#### Passage shown ####
I’ve long since stopped being shocked by Republicans being allowed to publicly promote outright lies to advance their agenda, but the incredible pettiness of this lie by Sen. Ron Johnson (R-WI) stands out. It’s his claim about what “the left” want for health care that really annoyed me. From his Wall Street Journal op ed:
According to the CBO, 154 million Americans are covered under employer-sponsored plans. What would be the cost to taxpayers if 50% of those individuals lost their coverage and became eligible for subsidies? The answer is difficult to calculate, but CBO’s answer is basically: Don’t worry, revenues will increase automatically to cover those costs (for example, employees’ taxable incomes will increase when they lose employer-provided coverage).
In reality, as government assumes a greater share of health-care costs, pressure to cut payments to providers will be enormous. Reduced government reimbursements to providers will cause massive cost-shifting to those remaining in the private health-insurance market. More employees will lose coverage. Before long, we will have what the left has long sought—a single payer health-care system modeled after Medicaid.
####
● **Work to be completed**
Sum up the passage about Sen. Ron Johnson's health care claim in two sentences. The records have nothing to do with the text above.
#### Data shown ####
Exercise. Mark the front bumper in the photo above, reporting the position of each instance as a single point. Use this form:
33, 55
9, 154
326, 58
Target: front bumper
####
● **Solution below**
The writer calls a claim from Sen. Ron Johnson's Wall Street Journal op-ed about what "the left" wants for health care a petty lie. In that op-ed, Johnson argues that as people lose employer coverage and government takes on more health care costs, cuts to provider payments will shift costs onto private insurance, cost more employees their coverage, and lead to a single-payer system modeled after Medicaid.